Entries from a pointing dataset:

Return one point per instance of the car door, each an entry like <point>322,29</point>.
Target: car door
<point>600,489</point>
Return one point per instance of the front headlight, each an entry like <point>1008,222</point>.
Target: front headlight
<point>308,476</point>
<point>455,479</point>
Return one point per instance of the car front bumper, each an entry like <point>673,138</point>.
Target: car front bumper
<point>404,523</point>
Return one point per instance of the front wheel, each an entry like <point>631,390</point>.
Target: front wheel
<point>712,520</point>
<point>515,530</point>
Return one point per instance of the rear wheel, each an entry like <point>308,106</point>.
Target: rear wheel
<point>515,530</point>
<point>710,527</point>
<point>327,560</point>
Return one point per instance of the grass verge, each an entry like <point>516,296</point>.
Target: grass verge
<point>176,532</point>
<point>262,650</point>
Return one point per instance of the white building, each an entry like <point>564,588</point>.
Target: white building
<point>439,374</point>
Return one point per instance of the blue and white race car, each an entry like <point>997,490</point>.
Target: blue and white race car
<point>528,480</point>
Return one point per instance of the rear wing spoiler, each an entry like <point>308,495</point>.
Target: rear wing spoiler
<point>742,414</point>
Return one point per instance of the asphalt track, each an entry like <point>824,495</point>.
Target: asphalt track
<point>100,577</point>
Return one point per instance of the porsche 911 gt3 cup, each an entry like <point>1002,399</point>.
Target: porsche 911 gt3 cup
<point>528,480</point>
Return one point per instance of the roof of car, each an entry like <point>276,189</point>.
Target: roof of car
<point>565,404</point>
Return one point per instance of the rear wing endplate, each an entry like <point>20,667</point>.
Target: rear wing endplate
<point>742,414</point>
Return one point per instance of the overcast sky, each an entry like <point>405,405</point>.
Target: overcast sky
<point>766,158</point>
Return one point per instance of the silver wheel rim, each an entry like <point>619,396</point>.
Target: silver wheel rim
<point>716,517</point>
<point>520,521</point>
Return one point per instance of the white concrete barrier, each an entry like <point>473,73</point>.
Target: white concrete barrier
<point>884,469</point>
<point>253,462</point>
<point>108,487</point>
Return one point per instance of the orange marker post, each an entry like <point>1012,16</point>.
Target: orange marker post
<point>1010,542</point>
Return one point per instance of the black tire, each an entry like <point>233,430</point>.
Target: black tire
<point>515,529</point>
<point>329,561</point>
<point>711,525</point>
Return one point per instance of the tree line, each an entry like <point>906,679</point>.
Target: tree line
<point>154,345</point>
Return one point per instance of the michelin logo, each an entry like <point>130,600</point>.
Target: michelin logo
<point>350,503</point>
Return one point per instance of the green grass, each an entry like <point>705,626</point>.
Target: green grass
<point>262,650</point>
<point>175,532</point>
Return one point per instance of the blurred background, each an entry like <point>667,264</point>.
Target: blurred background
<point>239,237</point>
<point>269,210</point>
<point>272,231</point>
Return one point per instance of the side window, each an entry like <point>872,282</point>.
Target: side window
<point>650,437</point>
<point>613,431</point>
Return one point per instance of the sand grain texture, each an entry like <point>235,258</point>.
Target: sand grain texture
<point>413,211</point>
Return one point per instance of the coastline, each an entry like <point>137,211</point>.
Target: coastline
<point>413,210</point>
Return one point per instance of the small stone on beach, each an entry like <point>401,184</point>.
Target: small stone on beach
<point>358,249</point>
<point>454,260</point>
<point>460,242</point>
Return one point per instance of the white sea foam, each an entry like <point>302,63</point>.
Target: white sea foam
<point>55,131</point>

__What is expected__
Put the listing lines into a JSON array of strings, one string per line and no blank lines, starting with the line that contains "Return one point per instance of the michelin" and ending after the line that contains "<point>613,431</point>".

__Exercise output__
[
  "Return one point per instance of the michelin logo, each an entry like <point>130,600</point>.",
  "Target: michelin logo",
  "<point>350,503</point>",
  "Return one point per instance of the green grass, each an entry like <point>705,626</point>.",
  "Target: green grass",
  "<point>262,650</point>",
  "<point>175,532</point>",
  "Return one point per instance of the blurred background, each an entry like <point>667,264</point>.",
  "Target: blurred background",
  "<point>239,237</point>",
  "<point>269,210</point>",
  "<point>272,231</point>",
  "Return one point per instance of the side window, each an entry like <point>872,282</point>.",
  "Target: side window",
  "<point>650,437</point>",
  "<point>613,431</point>"
]